[Bounding box annotation records]
>> START

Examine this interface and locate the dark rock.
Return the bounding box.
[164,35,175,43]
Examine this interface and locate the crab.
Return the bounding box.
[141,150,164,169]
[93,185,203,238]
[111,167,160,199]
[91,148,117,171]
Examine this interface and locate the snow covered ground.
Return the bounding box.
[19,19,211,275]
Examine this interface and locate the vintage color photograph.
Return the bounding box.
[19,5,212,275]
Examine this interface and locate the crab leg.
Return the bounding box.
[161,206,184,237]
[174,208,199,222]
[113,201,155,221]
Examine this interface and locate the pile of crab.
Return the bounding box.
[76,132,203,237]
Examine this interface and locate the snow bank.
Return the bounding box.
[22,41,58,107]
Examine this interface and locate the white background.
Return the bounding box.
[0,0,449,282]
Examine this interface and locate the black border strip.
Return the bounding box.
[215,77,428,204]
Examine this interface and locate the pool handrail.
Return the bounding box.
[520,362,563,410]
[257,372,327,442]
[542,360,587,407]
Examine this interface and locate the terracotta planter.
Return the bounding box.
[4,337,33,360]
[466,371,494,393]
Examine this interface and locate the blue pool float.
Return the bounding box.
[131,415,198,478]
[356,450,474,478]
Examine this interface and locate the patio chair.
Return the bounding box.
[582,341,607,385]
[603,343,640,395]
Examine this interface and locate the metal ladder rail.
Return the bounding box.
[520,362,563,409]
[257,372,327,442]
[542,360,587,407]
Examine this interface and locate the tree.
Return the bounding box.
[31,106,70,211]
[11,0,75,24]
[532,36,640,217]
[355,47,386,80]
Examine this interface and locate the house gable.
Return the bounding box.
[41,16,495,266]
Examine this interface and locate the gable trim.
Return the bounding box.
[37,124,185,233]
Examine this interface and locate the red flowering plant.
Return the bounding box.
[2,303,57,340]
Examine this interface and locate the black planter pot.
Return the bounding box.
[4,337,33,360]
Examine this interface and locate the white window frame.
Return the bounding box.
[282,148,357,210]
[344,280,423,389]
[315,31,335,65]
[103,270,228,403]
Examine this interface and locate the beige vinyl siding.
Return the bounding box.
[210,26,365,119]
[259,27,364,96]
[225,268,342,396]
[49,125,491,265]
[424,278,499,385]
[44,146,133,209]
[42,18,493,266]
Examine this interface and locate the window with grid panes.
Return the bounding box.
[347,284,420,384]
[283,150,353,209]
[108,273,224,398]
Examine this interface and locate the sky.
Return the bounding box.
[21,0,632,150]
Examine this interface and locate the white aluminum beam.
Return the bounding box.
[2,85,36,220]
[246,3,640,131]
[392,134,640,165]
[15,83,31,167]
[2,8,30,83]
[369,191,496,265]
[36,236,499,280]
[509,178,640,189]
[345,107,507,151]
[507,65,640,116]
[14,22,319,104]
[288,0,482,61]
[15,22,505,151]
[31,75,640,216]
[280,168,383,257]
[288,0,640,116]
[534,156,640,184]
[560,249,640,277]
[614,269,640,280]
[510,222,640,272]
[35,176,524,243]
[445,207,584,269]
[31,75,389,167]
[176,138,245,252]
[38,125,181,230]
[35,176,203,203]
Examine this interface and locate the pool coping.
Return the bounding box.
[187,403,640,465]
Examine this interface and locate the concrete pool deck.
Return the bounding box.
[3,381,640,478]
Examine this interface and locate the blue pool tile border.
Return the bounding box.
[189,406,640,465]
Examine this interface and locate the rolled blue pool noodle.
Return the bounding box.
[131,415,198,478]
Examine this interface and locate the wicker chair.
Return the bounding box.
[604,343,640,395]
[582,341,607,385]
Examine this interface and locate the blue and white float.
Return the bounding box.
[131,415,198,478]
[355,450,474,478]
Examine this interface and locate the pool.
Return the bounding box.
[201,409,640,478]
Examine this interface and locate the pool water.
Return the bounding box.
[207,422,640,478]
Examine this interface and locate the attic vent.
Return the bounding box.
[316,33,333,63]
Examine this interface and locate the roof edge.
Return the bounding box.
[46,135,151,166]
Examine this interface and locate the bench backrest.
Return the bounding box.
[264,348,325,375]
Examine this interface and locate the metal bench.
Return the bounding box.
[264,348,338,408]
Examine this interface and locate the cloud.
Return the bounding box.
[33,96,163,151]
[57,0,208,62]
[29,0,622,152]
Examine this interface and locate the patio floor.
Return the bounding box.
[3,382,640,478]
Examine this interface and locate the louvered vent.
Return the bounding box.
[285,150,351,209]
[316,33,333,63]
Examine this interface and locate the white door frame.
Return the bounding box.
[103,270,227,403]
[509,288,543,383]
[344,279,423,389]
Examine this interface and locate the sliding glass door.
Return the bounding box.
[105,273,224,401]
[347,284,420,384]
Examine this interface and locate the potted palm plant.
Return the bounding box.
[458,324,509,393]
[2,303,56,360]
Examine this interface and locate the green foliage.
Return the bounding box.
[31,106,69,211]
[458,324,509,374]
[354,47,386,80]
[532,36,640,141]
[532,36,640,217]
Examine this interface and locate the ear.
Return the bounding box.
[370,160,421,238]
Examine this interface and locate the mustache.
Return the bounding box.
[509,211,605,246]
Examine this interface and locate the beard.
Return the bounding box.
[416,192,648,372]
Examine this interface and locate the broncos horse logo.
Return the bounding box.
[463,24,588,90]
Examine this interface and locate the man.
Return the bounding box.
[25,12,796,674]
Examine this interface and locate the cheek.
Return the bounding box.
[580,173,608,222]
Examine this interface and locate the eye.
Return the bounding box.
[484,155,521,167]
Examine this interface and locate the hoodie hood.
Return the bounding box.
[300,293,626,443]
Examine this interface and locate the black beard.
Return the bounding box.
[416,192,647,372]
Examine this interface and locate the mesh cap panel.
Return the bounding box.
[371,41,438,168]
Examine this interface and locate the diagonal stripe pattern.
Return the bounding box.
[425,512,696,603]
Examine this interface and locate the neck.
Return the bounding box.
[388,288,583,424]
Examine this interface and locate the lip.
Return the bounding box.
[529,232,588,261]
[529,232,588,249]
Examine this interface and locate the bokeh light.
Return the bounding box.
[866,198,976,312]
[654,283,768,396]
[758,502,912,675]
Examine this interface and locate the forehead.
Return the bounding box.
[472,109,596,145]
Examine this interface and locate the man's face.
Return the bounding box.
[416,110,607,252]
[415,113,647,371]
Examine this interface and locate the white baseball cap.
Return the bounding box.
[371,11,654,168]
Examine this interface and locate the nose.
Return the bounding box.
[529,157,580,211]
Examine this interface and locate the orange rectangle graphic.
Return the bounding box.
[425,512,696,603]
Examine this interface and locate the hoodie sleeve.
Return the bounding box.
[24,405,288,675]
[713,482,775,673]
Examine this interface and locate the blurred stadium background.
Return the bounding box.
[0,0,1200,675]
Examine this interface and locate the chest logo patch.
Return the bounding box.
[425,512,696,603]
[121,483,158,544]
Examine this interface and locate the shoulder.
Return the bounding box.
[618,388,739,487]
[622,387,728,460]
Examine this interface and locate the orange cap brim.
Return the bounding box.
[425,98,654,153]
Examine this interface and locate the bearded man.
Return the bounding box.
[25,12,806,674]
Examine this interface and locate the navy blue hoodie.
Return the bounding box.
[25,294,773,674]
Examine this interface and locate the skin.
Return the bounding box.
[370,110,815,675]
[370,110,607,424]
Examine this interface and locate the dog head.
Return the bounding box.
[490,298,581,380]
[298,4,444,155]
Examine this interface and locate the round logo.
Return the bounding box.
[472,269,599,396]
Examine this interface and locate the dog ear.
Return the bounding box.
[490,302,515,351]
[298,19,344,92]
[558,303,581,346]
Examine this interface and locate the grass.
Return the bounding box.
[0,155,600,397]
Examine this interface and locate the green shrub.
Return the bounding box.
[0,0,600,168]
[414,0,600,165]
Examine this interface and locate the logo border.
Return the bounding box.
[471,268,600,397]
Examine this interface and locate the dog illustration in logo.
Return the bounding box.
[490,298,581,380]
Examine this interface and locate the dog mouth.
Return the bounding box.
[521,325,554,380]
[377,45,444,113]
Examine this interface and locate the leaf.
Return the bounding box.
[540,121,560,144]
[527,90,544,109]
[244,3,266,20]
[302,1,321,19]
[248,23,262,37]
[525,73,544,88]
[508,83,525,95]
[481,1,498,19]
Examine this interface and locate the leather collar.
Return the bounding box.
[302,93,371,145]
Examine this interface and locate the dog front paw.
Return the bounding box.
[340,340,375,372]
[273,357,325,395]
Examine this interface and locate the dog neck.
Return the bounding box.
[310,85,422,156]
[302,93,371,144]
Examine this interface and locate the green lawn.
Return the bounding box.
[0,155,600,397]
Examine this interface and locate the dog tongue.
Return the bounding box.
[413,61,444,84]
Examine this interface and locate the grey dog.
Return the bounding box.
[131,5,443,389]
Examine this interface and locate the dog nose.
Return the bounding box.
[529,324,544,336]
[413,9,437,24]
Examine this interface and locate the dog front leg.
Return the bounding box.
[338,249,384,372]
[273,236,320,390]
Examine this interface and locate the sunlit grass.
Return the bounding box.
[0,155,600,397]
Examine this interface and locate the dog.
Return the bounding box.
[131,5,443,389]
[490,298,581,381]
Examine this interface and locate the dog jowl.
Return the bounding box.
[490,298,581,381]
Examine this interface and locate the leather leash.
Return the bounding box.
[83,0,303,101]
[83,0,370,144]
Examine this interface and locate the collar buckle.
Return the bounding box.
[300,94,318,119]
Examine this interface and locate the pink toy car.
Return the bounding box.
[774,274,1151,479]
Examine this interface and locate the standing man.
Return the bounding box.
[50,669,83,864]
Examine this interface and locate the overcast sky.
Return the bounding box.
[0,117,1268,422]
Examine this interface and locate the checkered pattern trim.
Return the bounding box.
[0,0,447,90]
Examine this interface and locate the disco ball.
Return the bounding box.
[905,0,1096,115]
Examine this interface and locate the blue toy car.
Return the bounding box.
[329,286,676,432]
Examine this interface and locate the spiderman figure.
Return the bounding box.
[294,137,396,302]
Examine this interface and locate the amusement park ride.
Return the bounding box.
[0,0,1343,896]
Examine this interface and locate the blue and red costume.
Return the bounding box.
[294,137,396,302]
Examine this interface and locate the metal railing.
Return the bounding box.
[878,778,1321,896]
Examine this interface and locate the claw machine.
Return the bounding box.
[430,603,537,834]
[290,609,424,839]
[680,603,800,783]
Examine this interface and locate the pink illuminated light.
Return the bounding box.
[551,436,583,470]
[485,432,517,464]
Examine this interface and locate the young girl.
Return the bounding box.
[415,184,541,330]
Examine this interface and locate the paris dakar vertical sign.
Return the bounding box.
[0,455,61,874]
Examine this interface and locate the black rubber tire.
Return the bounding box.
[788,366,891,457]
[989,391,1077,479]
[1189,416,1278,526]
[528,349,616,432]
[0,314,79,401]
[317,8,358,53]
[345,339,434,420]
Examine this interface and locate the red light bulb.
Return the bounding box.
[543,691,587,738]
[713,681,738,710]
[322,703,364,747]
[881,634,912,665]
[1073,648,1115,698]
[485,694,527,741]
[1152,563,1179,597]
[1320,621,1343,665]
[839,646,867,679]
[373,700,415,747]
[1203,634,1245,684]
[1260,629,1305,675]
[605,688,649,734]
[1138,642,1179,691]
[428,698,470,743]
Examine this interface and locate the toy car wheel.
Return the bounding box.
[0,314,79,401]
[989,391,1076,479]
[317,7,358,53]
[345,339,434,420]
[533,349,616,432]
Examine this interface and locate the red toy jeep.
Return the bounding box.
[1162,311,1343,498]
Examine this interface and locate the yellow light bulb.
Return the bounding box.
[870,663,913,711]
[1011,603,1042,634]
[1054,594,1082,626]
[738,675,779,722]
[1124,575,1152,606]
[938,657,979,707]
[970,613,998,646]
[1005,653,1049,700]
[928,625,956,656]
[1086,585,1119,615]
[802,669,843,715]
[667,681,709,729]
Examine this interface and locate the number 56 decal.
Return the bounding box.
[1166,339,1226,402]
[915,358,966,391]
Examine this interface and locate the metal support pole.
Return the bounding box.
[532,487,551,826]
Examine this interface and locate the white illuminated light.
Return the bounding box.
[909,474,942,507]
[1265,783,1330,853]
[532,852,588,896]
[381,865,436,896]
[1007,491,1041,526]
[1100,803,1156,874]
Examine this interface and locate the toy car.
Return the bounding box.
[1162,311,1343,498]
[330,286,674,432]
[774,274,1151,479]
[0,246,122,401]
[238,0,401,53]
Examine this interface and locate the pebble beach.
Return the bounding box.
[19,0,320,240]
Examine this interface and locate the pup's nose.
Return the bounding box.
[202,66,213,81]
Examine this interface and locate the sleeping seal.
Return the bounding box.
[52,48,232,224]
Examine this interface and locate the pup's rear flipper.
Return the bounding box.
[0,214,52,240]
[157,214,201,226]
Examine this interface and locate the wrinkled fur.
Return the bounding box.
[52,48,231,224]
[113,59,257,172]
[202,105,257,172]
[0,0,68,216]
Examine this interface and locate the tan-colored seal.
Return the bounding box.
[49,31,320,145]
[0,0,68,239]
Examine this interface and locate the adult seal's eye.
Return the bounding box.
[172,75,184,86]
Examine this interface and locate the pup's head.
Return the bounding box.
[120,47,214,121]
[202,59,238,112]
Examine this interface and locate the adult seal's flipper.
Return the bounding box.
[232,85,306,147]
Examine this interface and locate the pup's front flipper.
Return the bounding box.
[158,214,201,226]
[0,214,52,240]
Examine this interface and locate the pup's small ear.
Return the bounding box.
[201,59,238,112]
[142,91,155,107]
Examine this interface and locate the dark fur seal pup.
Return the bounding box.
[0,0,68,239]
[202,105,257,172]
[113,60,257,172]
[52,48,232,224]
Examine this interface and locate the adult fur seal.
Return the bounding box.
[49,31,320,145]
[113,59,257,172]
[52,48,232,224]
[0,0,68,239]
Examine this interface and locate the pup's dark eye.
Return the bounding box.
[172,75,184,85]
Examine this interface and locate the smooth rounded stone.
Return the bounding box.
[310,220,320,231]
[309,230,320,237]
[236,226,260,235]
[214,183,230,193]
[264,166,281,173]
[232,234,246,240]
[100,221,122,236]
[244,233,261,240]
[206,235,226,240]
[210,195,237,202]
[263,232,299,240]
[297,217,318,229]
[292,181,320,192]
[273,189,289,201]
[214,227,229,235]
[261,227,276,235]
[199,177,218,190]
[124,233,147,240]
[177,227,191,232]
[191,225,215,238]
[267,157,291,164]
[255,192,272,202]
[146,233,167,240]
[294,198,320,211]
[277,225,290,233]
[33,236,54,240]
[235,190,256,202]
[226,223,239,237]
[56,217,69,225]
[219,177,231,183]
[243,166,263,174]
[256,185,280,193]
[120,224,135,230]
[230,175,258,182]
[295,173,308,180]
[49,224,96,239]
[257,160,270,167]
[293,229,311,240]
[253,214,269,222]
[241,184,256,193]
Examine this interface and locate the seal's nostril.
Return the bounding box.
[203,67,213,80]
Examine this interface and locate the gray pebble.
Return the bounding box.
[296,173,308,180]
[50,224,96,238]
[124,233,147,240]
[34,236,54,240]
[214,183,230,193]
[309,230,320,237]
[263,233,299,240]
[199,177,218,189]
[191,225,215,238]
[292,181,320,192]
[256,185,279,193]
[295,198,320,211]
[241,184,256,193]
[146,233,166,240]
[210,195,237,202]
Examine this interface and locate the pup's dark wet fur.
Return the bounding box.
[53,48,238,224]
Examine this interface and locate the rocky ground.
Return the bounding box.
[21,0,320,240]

>> END

- **Task prompt**
Convert the records into a Markdown table with the columns Row and Line. Start at the line containing "Examine this interface and locate the diagonal" and continue through the line containing "[371,11,654,168]", include only those lines, and leave out blank lines.

- **Response**
| Row | Line |
|---|---|
| 1 | Examine this interface and locate the diagonal stripe pattern. |
| 2 | Return the bounding box. |
| 3 | [425,512,696,603] |
| 4 | Examine this interface and locate the neck. |
| 5 | Return the bounding box. |
| 6 | [388,288,583,424] |
| 7 | Examine this interface and locate the lip. |
| 8 | Return the bounding box. |
| 9 | [529,232,588,261] |
| 10 | [529,232,588,249] |
| 11 | Examine this interface and locate the bokeh light. |
| 12 | Return the bounding box. |
| 13 | [866,198,976,312] |
| 14 | [654,283,768,396] |
| 15 | [758,502,912,675] |
| 16 | Examine this interface and locate the forehead. |
| 17 | Return the bounding box. |
| 18 | [472,109,596,145] |
| 19 | Examine this interface and locate the man's face. |
| 20 | Return the bounding box. |
| 21 | [416,110,607,252] |
| 22 | [415,113,647,371] |
| 23 | Examine this interface and locate the white baseball cap. |
| 24 | Return the bounding box. |
| 25 | [371,11,654,168] |